* [Aim] List every sum of money stated in the passage on the pension scheme buy-in.

— START Document segment —

In December 2016, the PGL Pension Scheme entered into a 'buy-in' agreement
with PLL, which converted the existing longevity swap contract into a bulk
annuity contract, covering both longevity and investment risk. The Scheme
transferred £1,164 million of plan assets to a collateral account over which
PLL has a fixed charge. The transfer of the assets constituted the payment of
the premium to PLL and a simultaneous deposit of collateral by PLL, and was
net of a £23 million prepayment by PLL to the scheme in respect of benefits up
to 31 May 2017. The assets transferred to PLL are recognised in the relevant
line within financial assets in the condensed statement of consolidated
financial position. An adjustment of £6 million to the value of the premium
was paid by PLL to the PGL Scheme in 2017. The economic effect of the 'buy-in'
transaction in the Scheme is to replace the plan assets transferred with a
single line insurance policy reimbursement asset which is eliminated on
consolidation.

— END Document segment —
— START Supplied material —

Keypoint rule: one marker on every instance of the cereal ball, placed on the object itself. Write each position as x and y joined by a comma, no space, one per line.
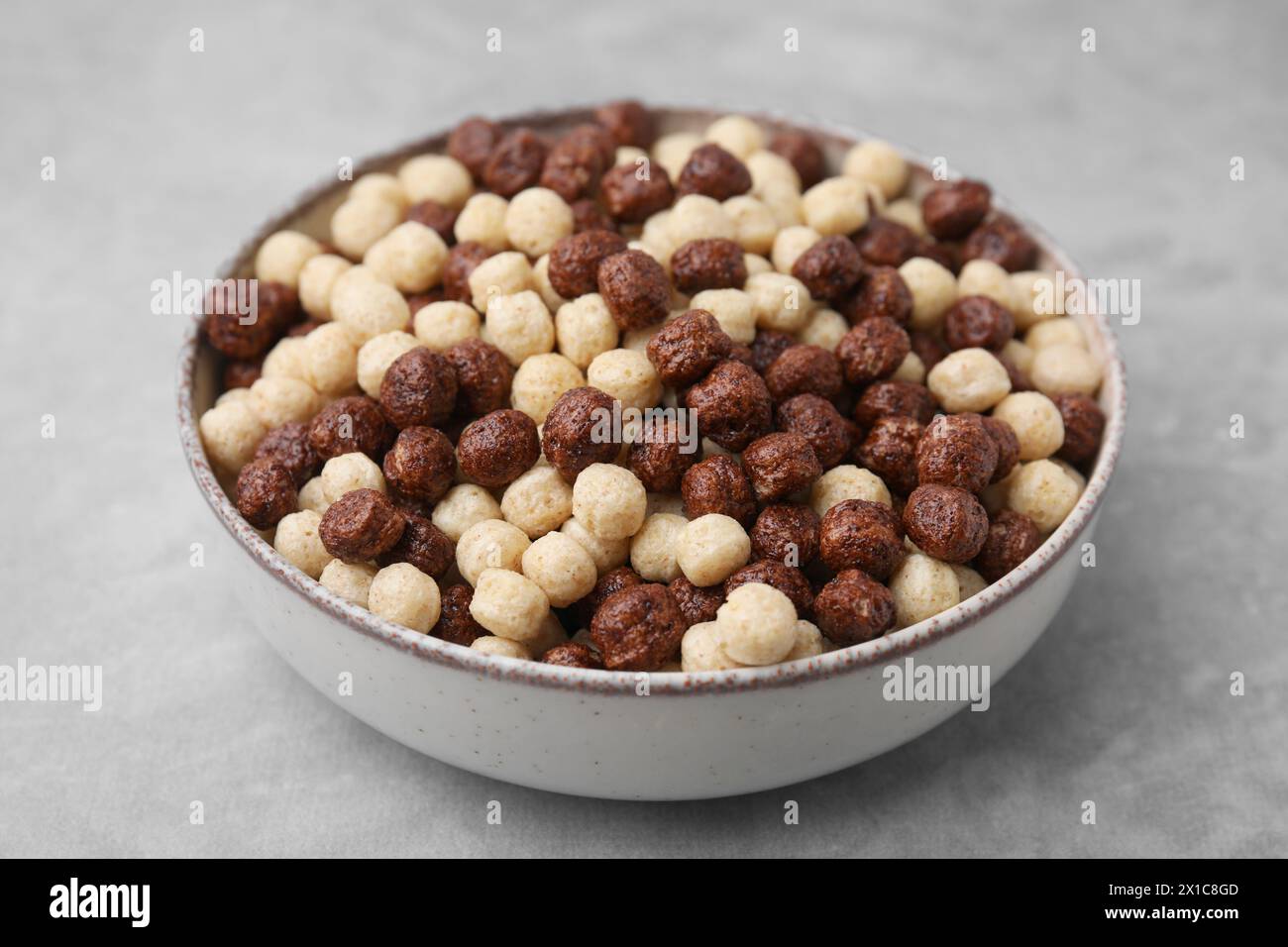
1012,539
969,380
846,482
638,629
711,548
921,587
945,522
537,501
957,451
497,447
653,548
483,375
733,405
266,492
463,506
609,501
1035,420
297,541
872,351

— END Supplied material —

* [Written response]
£1,164 million
£23 million
£6 million